Select each line in the material below that contains the word "fingers" and copy those lines.

[Recorded data]
━━━

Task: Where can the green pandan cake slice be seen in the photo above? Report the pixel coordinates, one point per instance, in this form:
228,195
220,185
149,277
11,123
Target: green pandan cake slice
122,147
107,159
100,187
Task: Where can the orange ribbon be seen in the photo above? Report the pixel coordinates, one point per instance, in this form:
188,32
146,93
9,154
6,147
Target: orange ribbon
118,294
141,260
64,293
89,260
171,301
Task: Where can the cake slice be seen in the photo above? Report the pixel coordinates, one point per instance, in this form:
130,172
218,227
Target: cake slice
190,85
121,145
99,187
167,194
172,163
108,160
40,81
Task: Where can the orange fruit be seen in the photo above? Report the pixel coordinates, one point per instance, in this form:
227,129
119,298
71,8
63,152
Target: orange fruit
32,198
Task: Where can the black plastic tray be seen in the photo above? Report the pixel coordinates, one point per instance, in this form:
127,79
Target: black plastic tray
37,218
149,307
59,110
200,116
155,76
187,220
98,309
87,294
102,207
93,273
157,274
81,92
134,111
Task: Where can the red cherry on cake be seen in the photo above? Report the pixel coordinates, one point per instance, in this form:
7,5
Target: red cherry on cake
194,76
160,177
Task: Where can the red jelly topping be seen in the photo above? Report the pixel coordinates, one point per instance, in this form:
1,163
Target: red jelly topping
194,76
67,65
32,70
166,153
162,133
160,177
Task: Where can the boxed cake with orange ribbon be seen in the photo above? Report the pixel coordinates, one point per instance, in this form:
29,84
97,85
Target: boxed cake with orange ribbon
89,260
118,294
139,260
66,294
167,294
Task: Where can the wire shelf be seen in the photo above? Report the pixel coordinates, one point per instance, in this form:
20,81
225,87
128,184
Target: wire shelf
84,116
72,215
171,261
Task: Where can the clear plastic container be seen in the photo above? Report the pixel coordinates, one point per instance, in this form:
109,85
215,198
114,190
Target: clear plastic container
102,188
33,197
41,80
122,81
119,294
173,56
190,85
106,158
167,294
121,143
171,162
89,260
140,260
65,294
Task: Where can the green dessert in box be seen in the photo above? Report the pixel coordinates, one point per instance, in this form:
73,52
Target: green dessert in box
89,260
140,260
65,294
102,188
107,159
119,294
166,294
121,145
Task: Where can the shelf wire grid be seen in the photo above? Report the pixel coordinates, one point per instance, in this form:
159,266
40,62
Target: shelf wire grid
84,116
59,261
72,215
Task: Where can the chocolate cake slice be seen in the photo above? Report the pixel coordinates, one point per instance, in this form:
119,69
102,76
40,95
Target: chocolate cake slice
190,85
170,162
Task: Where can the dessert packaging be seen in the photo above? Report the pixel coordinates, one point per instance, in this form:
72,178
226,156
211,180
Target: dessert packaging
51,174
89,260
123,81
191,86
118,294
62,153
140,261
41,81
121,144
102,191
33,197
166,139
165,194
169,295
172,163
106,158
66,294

━━━

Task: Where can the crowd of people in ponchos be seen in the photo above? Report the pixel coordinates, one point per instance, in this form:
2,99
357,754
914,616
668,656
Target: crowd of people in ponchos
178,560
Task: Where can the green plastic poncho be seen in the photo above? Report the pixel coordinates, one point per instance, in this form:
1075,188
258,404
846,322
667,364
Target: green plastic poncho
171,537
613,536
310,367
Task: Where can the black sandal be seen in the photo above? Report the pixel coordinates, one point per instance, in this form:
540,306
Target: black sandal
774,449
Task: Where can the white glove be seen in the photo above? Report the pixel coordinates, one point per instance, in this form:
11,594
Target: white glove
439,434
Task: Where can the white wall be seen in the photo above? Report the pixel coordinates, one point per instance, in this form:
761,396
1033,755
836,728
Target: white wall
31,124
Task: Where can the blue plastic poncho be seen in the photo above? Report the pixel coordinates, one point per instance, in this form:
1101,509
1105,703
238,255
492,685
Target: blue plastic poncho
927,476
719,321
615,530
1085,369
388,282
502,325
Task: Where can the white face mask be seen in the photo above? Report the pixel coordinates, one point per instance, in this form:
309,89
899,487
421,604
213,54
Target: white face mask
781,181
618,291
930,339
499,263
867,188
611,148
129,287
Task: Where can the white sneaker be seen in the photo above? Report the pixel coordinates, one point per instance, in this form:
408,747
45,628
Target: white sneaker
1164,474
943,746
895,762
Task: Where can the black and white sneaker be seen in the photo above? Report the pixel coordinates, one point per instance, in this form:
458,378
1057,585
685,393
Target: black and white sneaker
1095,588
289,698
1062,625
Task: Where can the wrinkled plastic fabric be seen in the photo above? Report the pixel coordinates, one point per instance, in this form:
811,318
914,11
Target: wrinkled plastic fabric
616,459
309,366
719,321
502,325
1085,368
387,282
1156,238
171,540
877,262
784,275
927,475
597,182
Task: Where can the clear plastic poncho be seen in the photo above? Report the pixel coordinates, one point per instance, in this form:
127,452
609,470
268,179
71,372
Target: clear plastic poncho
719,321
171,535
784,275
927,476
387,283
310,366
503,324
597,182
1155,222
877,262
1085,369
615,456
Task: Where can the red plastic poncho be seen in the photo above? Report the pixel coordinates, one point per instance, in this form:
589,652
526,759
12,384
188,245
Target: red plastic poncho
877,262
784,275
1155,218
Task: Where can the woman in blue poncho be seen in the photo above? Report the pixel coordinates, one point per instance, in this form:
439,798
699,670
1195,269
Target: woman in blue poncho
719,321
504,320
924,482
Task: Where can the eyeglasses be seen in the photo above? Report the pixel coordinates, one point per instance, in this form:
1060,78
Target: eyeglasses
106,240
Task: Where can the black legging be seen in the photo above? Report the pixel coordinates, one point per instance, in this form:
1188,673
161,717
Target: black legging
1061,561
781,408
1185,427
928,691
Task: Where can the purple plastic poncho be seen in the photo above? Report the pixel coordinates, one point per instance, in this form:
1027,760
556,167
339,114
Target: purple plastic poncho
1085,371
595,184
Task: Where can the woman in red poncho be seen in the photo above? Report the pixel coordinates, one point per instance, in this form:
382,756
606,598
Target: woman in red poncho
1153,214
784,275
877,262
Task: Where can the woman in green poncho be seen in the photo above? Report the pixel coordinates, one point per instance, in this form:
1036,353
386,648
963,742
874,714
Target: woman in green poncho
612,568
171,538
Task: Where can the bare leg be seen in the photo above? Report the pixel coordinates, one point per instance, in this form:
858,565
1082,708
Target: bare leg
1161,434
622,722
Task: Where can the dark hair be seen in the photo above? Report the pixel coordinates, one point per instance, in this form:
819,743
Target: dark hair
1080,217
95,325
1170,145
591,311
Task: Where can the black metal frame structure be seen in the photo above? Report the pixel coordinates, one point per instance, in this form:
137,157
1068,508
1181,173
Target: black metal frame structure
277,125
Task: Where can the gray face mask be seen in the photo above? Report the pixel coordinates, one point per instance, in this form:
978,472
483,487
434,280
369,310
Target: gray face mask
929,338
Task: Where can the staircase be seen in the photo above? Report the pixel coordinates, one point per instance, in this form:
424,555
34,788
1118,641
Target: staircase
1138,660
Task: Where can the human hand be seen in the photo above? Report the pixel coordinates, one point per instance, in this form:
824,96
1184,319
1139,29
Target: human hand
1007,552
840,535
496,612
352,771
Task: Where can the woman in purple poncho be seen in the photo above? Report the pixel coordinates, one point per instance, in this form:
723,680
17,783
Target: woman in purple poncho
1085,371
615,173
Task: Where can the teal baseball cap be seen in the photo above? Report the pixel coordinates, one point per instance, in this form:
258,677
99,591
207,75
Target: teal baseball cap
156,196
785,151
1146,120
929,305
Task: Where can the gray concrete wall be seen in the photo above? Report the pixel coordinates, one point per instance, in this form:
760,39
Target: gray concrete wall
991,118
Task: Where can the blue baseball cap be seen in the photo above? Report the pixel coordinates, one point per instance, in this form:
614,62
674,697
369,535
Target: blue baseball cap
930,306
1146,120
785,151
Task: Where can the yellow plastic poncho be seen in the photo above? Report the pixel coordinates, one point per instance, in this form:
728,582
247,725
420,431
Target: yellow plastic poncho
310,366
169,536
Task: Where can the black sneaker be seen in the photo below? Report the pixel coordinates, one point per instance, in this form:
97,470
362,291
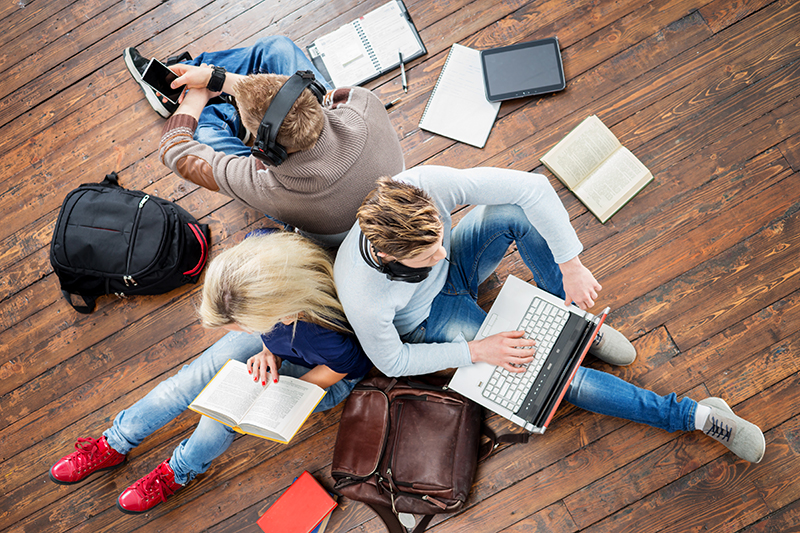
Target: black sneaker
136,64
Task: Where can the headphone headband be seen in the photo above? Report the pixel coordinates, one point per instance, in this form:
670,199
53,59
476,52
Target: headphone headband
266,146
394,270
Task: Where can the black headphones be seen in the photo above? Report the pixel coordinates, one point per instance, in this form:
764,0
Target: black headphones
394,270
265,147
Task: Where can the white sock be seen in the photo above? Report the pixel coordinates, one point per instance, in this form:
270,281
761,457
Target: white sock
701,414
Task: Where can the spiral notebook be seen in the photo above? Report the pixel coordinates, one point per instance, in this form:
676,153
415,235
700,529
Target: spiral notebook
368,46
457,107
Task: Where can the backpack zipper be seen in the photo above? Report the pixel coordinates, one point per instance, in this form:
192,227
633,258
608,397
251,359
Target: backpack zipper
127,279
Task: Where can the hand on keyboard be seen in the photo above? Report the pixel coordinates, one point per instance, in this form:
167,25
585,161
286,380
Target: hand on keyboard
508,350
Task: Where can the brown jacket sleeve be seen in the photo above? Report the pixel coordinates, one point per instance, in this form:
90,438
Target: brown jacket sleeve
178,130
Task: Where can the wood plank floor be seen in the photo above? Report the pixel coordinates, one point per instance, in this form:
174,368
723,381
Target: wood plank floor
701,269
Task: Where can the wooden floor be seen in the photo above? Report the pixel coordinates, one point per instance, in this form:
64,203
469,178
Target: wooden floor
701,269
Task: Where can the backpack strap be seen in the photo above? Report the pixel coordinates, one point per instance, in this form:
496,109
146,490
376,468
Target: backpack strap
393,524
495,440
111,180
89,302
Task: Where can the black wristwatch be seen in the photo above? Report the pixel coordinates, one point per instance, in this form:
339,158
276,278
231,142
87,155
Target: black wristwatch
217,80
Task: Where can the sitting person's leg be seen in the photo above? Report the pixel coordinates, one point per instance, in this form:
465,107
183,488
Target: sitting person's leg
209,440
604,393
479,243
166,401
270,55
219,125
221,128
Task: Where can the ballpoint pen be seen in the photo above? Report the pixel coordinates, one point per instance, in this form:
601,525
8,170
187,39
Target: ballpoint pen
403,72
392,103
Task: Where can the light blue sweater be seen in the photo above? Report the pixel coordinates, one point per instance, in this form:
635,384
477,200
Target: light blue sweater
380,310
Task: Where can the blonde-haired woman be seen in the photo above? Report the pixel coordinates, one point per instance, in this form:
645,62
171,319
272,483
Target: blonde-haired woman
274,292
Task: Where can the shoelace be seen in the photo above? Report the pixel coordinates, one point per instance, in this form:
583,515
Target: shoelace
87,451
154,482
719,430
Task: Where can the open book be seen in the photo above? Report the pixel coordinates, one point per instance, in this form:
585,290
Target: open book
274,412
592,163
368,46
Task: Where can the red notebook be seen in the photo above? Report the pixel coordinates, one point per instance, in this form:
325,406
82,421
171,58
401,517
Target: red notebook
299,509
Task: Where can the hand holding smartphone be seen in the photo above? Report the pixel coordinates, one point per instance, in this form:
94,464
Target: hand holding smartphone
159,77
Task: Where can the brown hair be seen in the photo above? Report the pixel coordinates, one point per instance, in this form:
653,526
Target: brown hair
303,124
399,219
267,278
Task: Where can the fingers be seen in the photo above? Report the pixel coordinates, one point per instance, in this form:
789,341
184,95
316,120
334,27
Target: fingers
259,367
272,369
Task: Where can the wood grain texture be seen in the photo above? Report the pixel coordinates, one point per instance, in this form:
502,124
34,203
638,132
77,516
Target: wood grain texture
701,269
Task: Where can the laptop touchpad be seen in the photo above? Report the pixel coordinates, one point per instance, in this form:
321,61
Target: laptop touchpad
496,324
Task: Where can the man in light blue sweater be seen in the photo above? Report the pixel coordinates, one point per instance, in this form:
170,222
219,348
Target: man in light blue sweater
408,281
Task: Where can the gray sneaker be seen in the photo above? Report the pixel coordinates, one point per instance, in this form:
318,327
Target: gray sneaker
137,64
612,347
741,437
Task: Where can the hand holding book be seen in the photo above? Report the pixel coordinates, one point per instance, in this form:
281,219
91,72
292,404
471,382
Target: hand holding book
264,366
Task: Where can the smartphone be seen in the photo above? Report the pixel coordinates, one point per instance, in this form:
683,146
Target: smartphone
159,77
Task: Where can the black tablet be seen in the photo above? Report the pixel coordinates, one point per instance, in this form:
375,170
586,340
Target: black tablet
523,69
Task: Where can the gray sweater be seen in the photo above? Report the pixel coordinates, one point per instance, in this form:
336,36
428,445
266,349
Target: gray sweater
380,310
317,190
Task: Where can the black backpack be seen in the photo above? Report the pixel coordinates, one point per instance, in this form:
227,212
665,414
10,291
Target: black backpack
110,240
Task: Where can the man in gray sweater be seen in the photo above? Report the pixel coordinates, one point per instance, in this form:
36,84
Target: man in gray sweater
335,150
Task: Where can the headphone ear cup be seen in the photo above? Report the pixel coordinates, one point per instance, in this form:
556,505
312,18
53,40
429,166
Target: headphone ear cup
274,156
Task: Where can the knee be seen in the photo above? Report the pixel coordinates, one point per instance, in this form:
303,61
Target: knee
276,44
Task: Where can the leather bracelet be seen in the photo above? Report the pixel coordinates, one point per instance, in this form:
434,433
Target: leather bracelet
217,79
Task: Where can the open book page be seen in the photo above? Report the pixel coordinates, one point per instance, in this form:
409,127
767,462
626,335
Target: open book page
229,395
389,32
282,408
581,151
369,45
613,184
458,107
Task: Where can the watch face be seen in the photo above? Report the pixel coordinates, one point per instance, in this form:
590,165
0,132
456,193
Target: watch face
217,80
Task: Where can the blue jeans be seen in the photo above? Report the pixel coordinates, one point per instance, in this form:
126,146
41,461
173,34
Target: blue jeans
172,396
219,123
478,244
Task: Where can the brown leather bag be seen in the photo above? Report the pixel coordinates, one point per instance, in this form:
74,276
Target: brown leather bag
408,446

━━━

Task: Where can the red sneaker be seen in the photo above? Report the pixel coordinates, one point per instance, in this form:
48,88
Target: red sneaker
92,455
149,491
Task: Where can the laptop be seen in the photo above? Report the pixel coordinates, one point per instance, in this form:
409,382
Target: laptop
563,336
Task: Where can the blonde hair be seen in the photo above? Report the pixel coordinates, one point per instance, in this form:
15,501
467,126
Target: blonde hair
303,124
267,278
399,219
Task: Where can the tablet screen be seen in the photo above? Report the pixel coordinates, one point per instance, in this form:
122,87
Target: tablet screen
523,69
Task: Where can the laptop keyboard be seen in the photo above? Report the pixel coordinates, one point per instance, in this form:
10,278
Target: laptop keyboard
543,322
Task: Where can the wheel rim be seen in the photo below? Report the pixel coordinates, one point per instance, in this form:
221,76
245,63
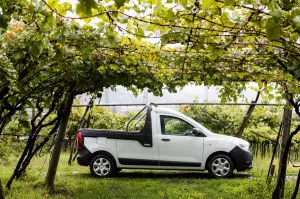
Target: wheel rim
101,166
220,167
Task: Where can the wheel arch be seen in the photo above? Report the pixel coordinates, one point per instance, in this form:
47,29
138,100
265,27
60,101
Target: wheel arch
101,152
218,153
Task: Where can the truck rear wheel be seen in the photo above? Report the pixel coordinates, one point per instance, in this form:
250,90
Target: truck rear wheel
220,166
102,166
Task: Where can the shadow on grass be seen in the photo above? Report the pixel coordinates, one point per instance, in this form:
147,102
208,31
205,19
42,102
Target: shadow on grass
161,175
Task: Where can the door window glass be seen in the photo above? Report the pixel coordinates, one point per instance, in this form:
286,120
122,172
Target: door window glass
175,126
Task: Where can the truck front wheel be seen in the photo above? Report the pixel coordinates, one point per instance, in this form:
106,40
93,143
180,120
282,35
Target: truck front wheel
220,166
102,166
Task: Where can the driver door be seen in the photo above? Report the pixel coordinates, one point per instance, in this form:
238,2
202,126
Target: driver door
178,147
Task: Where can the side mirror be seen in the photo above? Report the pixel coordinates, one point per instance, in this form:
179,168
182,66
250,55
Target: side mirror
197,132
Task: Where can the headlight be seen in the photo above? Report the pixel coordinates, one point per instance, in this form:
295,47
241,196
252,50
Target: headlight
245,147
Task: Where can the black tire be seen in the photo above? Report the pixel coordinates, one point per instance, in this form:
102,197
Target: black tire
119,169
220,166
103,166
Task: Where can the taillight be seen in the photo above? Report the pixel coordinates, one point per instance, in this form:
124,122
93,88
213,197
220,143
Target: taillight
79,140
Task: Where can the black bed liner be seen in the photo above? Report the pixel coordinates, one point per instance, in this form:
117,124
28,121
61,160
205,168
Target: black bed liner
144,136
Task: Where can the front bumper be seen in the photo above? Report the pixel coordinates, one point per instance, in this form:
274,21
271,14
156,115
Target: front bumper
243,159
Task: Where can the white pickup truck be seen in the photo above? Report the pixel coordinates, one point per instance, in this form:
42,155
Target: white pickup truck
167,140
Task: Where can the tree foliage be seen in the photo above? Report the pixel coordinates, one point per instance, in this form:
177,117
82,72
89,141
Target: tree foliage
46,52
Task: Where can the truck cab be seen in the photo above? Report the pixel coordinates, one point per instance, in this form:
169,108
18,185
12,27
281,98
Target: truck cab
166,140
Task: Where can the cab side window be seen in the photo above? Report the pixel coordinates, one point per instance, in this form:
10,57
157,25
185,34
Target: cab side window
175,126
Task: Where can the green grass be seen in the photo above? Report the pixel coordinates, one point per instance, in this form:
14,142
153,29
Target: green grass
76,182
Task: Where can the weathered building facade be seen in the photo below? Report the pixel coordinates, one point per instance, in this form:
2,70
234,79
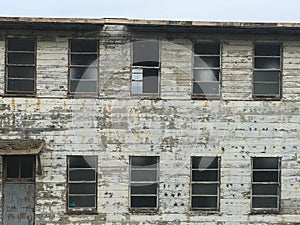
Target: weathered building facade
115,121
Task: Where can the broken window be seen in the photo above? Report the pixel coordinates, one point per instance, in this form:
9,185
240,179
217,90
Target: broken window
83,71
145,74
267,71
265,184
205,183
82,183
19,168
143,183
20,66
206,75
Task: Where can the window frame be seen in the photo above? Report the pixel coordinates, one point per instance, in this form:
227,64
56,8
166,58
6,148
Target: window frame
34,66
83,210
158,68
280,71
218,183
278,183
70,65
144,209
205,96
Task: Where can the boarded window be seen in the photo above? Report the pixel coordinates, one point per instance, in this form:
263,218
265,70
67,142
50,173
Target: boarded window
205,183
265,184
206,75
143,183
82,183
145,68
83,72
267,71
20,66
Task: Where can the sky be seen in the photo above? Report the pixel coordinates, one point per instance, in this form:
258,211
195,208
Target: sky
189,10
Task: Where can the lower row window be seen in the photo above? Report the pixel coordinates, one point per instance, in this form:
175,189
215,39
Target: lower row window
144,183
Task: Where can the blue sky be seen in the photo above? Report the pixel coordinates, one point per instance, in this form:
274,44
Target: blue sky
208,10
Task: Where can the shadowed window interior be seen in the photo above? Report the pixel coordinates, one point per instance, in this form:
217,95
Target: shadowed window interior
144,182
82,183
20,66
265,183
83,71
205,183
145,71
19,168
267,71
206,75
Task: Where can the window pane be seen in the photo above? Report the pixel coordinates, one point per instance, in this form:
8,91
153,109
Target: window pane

━━━

#### Correct result:
Task: Where can the fingers be seen in the photo above? Report the pixel coordinates, one point per instance, in this form:
Target: fingers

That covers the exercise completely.